◆ Your objective
Please say how many lines in the records contain the word "bare", giving only the number.

[Extracted records]
+ + + + + + +

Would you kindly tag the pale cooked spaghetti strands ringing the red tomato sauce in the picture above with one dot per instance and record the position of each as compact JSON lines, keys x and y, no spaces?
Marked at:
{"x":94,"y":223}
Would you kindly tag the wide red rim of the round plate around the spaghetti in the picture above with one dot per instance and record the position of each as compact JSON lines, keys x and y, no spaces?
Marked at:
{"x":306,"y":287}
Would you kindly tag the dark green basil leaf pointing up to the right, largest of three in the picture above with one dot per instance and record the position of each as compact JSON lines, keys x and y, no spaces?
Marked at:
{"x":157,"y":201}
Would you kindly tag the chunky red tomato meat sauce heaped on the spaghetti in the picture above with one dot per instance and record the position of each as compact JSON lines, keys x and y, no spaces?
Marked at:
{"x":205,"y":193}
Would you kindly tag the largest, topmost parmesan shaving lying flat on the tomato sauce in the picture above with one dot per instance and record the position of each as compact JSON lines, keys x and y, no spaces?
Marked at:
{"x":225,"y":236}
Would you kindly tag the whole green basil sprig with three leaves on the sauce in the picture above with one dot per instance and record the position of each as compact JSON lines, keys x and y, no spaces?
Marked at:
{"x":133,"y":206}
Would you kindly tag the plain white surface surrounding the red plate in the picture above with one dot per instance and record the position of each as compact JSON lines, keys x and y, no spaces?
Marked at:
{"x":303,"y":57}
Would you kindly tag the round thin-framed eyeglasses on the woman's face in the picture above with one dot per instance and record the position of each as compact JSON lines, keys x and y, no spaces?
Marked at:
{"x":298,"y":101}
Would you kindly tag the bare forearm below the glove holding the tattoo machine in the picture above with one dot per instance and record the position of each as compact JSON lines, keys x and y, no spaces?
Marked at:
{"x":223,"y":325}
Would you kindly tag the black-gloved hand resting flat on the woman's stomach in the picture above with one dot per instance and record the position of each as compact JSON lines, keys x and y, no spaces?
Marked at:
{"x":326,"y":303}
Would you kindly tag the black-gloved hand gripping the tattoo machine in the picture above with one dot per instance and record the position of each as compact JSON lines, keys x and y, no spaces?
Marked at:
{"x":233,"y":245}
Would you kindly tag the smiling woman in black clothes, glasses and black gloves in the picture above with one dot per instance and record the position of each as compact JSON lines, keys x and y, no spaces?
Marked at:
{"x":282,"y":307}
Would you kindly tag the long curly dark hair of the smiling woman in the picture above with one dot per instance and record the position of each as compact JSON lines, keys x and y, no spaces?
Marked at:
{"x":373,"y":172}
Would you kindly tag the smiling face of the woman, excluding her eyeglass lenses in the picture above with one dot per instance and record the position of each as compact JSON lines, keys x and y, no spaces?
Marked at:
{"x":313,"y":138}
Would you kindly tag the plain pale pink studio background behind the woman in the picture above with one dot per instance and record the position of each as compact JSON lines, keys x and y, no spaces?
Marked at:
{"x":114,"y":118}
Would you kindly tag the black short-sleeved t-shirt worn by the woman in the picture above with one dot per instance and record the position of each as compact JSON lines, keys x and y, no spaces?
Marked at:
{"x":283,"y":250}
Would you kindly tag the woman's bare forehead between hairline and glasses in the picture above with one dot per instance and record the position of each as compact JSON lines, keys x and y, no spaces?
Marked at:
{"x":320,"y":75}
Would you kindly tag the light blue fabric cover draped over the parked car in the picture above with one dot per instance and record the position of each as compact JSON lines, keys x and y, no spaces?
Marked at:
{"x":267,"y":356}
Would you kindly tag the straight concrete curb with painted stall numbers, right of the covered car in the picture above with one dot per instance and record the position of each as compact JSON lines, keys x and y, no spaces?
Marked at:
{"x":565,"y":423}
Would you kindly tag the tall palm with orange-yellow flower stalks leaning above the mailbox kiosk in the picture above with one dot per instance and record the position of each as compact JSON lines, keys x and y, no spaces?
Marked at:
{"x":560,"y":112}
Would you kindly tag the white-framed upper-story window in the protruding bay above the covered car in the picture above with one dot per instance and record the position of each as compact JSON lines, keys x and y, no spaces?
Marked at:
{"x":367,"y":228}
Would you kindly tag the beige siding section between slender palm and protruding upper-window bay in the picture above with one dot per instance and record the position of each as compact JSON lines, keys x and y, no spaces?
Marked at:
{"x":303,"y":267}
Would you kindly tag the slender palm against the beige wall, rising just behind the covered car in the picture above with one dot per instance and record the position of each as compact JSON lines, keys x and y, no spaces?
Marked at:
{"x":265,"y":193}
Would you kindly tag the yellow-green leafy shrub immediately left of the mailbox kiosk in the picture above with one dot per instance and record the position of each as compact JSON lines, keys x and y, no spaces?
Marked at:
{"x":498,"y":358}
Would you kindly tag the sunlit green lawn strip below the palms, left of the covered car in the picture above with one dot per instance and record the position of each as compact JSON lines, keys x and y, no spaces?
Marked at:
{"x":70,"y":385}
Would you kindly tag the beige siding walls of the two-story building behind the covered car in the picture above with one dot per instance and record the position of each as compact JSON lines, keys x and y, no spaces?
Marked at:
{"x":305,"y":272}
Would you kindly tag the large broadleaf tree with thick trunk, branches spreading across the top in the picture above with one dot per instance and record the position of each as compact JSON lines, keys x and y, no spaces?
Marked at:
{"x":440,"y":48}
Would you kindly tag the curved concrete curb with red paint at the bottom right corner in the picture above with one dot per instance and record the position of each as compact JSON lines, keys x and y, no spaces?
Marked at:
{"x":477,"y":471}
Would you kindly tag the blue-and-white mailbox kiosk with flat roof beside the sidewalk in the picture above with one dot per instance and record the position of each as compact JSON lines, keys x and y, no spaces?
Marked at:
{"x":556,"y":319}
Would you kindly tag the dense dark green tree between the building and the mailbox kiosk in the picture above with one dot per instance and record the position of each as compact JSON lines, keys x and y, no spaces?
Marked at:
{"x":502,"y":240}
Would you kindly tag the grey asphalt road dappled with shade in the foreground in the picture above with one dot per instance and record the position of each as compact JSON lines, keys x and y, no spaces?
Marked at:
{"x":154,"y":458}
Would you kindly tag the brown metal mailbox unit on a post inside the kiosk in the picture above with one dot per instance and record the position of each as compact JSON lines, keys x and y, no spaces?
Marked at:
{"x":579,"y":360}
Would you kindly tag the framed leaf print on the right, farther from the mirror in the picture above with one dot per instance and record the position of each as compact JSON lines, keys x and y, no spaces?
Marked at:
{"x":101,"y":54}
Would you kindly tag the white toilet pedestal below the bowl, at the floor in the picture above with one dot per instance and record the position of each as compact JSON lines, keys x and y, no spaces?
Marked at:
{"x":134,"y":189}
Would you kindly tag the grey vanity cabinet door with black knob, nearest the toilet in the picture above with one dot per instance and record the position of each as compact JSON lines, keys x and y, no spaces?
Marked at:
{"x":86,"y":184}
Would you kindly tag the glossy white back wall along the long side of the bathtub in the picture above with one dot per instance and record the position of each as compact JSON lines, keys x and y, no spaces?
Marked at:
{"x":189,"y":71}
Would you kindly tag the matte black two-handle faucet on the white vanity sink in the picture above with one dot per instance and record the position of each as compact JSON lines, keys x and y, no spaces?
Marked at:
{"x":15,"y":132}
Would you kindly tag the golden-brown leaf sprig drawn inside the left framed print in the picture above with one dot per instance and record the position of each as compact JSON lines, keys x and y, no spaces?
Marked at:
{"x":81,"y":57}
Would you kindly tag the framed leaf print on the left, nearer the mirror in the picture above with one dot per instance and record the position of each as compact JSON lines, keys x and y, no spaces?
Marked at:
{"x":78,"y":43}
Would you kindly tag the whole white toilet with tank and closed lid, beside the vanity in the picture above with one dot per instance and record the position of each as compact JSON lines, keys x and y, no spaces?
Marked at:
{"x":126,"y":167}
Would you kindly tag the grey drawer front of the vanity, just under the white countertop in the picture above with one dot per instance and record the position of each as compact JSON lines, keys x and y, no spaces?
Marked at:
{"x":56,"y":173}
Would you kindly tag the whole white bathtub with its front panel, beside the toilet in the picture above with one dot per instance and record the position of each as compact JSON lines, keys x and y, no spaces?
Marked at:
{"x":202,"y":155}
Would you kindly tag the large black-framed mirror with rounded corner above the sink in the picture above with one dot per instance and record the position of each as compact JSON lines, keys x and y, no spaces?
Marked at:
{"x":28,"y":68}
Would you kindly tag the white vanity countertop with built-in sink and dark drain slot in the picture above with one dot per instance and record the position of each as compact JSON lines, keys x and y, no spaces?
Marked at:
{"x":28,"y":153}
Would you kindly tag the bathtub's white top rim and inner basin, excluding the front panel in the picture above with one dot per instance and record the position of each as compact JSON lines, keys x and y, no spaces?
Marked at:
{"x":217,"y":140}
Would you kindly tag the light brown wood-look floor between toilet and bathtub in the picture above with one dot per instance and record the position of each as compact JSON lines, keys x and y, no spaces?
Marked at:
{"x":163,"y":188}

+ + + + + + +

◆ Result
2